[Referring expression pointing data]
----

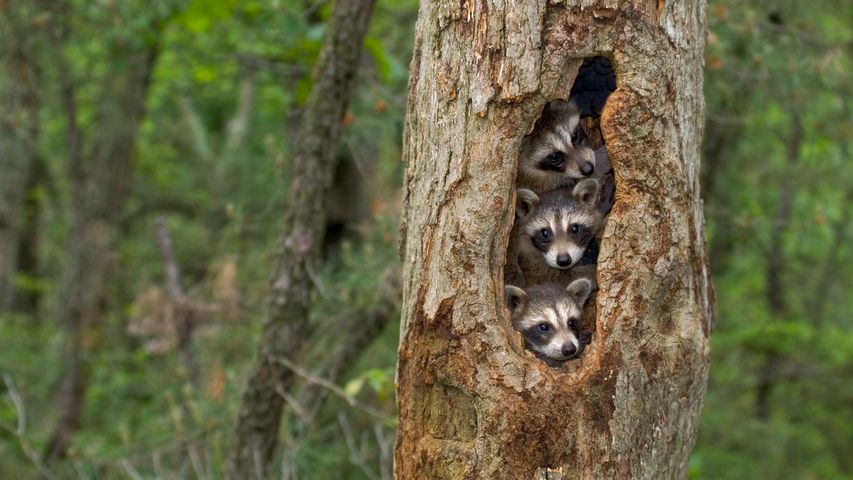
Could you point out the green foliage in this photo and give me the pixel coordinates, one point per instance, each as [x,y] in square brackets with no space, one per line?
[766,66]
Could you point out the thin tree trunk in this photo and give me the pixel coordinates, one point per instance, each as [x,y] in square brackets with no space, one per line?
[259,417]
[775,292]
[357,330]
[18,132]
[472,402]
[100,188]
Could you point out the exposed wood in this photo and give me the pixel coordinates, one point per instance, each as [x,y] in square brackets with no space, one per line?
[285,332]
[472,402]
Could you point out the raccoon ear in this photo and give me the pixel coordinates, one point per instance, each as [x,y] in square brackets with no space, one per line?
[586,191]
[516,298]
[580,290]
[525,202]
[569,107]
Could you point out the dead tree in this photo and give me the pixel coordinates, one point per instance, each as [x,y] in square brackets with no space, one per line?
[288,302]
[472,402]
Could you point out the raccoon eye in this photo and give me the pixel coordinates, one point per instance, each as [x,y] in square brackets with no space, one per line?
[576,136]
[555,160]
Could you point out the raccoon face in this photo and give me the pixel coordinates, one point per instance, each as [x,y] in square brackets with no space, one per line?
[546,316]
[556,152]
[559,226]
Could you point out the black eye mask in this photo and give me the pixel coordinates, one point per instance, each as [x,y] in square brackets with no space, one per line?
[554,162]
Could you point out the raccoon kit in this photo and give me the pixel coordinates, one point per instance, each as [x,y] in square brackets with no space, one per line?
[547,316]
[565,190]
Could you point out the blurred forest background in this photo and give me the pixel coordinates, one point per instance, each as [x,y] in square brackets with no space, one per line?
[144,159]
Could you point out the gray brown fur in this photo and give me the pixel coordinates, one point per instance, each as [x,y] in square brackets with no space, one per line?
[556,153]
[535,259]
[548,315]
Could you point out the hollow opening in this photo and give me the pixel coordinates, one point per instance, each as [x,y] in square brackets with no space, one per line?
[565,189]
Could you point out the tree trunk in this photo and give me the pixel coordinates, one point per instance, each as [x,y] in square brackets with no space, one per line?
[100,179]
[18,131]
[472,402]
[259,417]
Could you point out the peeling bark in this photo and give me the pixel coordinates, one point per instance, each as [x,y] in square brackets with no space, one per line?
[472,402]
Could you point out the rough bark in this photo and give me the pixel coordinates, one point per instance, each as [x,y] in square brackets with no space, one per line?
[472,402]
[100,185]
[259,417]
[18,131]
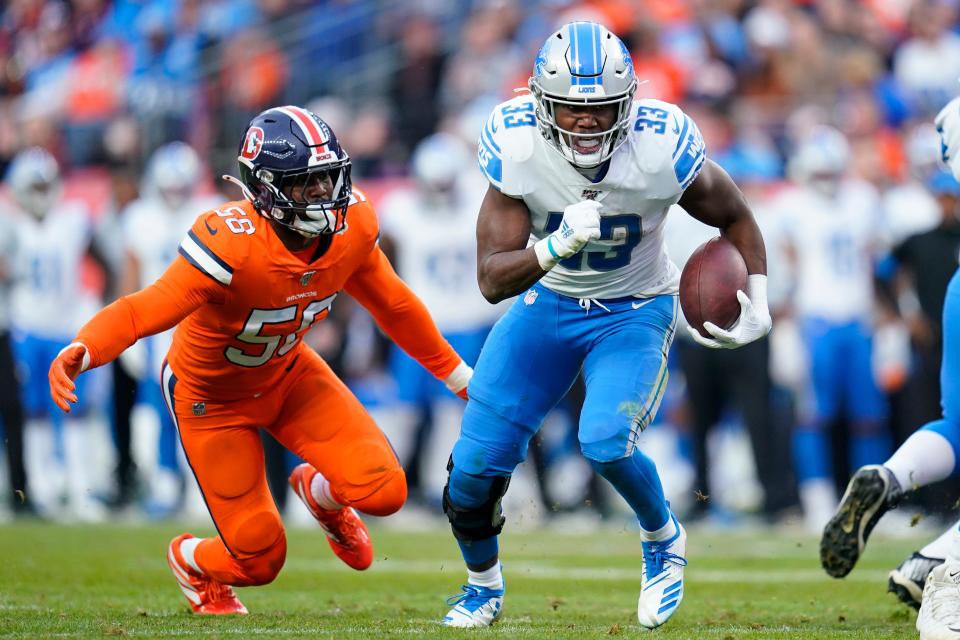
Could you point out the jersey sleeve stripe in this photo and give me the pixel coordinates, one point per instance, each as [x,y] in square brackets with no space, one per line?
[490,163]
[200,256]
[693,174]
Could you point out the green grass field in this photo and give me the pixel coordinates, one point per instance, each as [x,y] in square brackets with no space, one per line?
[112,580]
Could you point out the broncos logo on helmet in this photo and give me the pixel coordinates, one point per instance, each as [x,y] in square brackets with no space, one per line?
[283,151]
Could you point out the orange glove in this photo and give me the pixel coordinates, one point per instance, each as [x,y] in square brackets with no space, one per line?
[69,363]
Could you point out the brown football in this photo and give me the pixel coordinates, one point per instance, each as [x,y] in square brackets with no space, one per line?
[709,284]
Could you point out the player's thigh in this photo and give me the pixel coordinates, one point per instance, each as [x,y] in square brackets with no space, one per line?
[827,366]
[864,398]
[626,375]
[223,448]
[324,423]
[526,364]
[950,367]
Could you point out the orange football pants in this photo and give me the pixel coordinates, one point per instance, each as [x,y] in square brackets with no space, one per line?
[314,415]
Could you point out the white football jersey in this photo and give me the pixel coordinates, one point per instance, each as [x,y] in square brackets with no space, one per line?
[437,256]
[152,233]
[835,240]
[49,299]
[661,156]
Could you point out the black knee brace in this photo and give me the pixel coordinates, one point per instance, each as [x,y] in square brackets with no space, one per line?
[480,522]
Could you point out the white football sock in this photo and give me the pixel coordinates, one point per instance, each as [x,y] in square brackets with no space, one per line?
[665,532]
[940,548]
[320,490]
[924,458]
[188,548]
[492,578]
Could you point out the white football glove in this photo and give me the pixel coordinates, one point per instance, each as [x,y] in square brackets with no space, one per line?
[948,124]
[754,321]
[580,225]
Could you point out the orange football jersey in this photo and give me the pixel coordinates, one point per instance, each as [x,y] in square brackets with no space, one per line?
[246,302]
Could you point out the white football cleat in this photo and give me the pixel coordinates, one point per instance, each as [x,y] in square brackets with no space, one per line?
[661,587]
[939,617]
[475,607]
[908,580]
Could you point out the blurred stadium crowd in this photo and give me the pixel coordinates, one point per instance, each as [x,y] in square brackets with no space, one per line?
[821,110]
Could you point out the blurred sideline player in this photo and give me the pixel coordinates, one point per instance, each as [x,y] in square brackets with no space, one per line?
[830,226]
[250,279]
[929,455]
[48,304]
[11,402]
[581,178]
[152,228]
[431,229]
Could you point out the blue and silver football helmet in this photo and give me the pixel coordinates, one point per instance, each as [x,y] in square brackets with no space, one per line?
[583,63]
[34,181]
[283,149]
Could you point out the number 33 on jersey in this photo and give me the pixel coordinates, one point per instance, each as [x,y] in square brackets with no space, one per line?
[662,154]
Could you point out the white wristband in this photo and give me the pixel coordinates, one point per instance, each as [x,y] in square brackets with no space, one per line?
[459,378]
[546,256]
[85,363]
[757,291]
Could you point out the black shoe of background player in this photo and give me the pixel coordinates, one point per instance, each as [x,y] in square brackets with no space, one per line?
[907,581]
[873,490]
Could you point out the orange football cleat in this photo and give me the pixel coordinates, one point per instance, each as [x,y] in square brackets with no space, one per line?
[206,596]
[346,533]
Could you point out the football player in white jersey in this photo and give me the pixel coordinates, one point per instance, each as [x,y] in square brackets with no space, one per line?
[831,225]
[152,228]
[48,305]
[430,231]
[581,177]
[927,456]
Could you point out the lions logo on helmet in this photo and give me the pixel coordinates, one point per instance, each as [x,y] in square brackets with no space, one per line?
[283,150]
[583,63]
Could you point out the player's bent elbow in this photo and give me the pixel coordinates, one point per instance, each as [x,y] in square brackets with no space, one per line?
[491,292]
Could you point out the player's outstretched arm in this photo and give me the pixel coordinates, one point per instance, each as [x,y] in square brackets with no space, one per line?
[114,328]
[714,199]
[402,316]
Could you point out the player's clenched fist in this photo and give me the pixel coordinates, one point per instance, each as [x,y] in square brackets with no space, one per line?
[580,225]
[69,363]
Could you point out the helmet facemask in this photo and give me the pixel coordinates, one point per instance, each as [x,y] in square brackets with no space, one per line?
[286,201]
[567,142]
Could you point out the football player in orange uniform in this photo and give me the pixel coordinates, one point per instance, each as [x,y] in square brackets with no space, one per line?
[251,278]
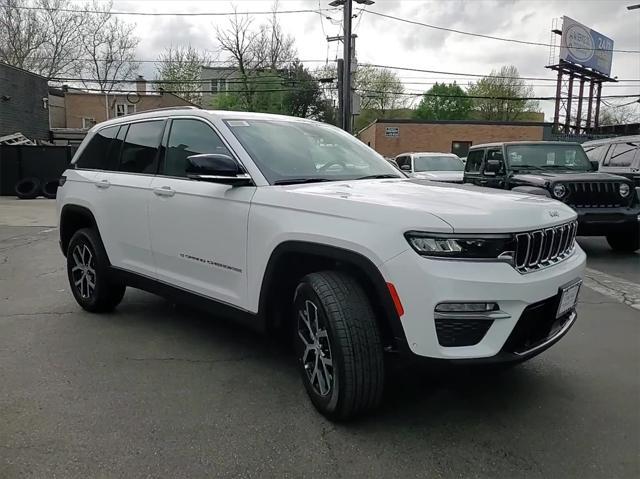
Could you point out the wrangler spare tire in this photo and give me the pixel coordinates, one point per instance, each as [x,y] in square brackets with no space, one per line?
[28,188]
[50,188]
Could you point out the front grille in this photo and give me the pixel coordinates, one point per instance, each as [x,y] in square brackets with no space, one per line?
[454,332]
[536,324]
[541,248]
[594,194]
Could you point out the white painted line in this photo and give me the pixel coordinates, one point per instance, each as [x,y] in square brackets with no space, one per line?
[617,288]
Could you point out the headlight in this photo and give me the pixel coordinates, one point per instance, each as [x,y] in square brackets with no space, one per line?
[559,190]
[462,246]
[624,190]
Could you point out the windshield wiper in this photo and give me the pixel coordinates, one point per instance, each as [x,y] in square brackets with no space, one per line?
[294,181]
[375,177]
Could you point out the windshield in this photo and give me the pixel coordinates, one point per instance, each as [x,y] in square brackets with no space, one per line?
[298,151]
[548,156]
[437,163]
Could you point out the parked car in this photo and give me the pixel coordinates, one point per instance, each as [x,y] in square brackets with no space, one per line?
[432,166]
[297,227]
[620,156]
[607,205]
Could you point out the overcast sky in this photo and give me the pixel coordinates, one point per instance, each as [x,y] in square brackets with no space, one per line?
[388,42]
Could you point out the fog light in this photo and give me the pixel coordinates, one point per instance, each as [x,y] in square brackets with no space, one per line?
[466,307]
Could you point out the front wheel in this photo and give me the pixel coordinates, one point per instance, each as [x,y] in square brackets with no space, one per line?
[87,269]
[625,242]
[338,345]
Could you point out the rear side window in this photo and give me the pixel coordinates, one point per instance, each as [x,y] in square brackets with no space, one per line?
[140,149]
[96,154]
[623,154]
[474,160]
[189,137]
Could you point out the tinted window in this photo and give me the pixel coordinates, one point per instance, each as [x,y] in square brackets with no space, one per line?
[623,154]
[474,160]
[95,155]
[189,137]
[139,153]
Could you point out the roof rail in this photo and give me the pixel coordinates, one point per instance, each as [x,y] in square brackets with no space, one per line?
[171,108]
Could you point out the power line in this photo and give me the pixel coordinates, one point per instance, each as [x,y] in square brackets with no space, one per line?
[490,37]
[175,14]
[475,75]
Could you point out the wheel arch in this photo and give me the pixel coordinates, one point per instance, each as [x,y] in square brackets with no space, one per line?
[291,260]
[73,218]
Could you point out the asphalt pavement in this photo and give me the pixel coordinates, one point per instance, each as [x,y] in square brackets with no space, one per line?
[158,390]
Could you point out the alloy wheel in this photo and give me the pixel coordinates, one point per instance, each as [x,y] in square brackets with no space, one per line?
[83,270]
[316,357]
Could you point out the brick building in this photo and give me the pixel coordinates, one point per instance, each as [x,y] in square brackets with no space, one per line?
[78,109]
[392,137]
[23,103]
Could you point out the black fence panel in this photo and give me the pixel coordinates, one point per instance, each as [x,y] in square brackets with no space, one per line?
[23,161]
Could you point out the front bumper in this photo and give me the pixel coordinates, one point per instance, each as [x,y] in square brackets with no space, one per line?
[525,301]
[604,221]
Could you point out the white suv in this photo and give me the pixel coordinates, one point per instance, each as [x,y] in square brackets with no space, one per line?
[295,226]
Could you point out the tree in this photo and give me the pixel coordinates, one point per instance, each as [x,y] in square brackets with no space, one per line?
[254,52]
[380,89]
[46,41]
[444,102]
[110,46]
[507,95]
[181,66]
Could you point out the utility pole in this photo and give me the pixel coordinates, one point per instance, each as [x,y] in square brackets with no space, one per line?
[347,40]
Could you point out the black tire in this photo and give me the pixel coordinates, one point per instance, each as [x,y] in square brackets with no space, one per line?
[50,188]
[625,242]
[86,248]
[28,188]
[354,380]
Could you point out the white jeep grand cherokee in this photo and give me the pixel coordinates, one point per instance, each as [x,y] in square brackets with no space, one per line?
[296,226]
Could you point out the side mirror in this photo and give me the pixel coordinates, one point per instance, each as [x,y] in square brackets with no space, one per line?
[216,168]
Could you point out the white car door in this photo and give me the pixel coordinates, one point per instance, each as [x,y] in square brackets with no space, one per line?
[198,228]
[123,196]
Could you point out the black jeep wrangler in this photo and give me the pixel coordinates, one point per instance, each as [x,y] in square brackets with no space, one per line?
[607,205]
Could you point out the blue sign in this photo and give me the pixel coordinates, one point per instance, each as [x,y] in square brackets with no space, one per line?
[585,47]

----

Produce an exact copy of each line from the one holding "Could you point out the white jeep" through the last line of the records, both included, and nothing more.

Could you point out the white jeep grand cherokee in this photo and give me the pixel coordinates, one point per instance, each as [x,y] in square brackets with no space, one per line?
[296,226]
Could you point out the side mirror in this photo and give me the pixel coordinates, one point per instance, each as [x,y] in square brackets with no space, one per line?
[216,168]
Could you point out the white car door in this photo and give me the pixel coordinates, one point per instance, each as [x,y] in square brackets with no space, one per line?
[198,228]
[123,196]
Could you point out the black jeep wrangler in this photo and give me the pixel coordinates, one point per instance, each as [x,y] in square brackets with no space, one per line?
[607,205]
Could you point out the blue sign in this photo and give me the pixel coordinates, one point per instance, each as [x,y] in square brackets with no space, one per line?
[585,47]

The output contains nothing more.